**WHAT THE EXERCISE ASKS:** As an exercise, copy out the entries exactly as written.

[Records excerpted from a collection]

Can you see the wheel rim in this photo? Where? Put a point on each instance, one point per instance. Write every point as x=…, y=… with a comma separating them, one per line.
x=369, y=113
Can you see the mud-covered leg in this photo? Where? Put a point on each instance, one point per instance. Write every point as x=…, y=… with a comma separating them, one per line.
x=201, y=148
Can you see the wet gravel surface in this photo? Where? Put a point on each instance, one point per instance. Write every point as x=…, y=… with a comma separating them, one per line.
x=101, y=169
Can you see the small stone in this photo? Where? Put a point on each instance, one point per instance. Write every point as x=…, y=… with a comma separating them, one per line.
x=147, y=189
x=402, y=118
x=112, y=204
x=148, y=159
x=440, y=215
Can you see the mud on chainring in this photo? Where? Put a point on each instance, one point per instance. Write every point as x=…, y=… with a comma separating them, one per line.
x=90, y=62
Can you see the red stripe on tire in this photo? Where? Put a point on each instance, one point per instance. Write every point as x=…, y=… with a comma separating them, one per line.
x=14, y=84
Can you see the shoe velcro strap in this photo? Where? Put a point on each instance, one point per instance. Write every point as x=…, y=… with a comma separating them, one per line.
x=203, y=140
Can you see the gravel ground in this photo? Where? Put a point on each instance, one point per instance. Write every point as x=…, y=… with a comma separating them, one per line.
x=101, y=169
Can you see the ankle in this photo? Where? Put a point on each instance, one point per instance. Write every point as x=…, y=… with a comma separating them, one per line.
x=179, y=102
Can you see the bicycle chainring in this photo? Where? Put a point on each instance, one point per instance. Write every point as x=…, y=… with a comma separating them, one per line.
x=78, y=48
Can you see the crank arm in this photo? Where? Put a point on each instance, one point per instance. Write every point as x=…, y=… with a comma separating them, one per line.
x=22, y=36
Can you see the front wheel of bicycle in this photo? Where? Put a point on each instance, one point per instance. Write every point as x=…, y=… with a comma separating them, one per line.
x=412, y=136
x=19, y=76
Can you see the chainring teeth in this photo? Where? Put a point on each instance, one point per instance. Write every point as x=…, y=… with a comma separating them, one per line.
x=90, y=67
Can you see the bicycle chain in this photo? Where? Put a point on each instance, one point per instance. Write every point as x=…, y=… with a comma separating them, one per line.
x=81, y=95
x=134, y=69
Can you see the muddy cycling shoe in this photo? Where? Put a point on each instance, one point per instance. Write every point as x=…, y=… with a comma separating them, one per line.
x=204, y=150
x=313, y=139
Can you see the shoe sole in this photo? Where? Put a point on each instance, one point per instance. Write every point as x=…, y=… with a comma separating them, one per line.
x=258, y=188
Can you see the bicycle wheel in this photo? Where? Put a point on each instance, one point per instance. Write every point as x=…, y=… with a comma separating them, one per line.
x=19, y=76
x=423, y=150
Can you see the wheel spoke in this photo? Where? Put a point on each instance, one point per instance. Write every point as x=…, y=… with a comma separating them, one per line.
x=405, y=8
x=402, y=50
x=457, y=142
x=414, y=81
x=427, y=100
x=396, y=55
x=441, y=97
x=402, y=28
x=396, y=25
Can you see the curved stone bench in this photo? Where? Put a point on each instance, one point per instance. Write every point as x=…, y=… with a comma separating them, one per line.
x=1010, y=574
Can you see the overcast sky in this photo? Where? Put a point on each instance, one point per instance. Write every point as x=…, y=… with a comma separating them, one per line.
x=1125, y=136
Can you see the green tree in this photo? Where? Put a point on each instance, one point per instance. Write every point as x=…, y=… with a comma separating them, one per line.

**REPLY:**
Can you see the wheel rim in this photo? Where? Put a point on each instance, one point per instance. Write every point as x=…, y=… with a comma separating them, one per line.
x=369, y=113
Can you see the mud-covered leg in this photo? Where? Put a point on each instance, one point per instance. Write every point as x=…, y=… with a comma separating them, one per line.
x=201, y=148
Can you see the wet gravel surface in this photo? Where? Put a point on each instance, one point per instance. Write every point as x=…, y=… with a comma separating them, one per line.
x=101, y=169
Can you see the small stone in this photo? Where? Put a point on each instance, one point per instance. Write every point as x=…, y=… with a comma separating them, one per line.
x=147, y=189
x=402, y=118
x=112, y=204
x=148, y=159
x=440, y=215
Can you see the mud on chainring in this photo? Where? Put a point on each instance, one point per instance. Write every point as x=…, y=… with a comma separating them, one per line.
x=90, y=62
Can you see the red stripe on tire in this photo? Where? Put a point on each instance, one point per instance. Write every point as x=…, y=… with a comma separating them, one per line.
x=14, y=84
Can you see the shoe velcro strap in this photo? Where? Put a point on each instance, one point per instance. Write every point as x=…, y=… with a comma separating them, one per line.
x=203, y=140
Can you see the gravel ground in this photo? Where? Put a point on each instance, one point per instance. Write every point as x=…, y=… with a comma separating them, one per line.
x=101, y=169
Can you see the ankle in this photo? Where? Put a point on each instance, one point per instance. Write every point as x=…, y=… with a comma separating them, one per line.
x=179, y=102
Can you see the bicycle chainring in this photo? Where? Put a point on each instance, one point per instance. Write every point as x=…, y=… with a comma separating them, one per line.
x=78, y=48
Can you see the crank arm in this photo? Where? Put a point on each instance, one point per instance. Write every point as x=…, y=… with a comma separating them, one per line.
x=22, y=36
Can you see the front wheel of bicycle in this photo? Where? Put a point on each instance, one point per instance. Write every point as x=…, y=… with a comma separating them, one per line.
x=412, y=136
x=19, y=76
Can you see the chainring teeth in this photo? Where? Put a point on each instance, one point per instance. Write every point as x=…, y=… with a comma separating them, one per line.
x=90, y=67
Can you see the bicycle chain in this photo? Where? Put a point on each instance, one point per instance. Write every point as x=…, y=… with a comma separating them, one per line.
x=81, y=95
x=134, y=69
Can you see the muddy cycling shoe in this photo? Where? Put a point on each instance, one point per instance. Write every point as x=…, y=… with a comma separating them, one per line.
x=204, y=150
x=313, y=139
Can you see the shoe sole in this photo? Where? Put a point on each instance, one point per instance. Write every point as x=…, y=… with a comma separating them, one per line.
x=258, y=188
Can you see the bicycle wheel in this photo? Where? Put a point on each instance, one point per instance. Write every point as x=…, y=… with a comma separating them, one per line.
x=19, y=76
x=423, y=150
Can you see the wheel spoke in this photo? Where? Put a point on each instance, one point per instance. Write every point as x=…, y=… with a comma separating them, one per line.
x=405, y=8
x=402, y=50
x=457, y=142
x=414, y=81
x=427, y=100
x=396, y=55
x=441, y=97
x=402, y=28
x=396, y=25
Can you see the curved stone bench in this photo? Where? Put a point on each instance, one point per instance. Write every point as x=…, y=… with a comma separating them, one per line.
x=1010, y=574
Can you see the overcast sky in this photo? Where? Put a point on each instance, one point per instance. Write every point as x=…, y=… with a comma separating them, one per line.
x=1125, y=136
Can you see the green tree in this photo? Where? Put a point on each instance, one point per instance. Write every point as x=…, y=… with a comma separating them, one per line.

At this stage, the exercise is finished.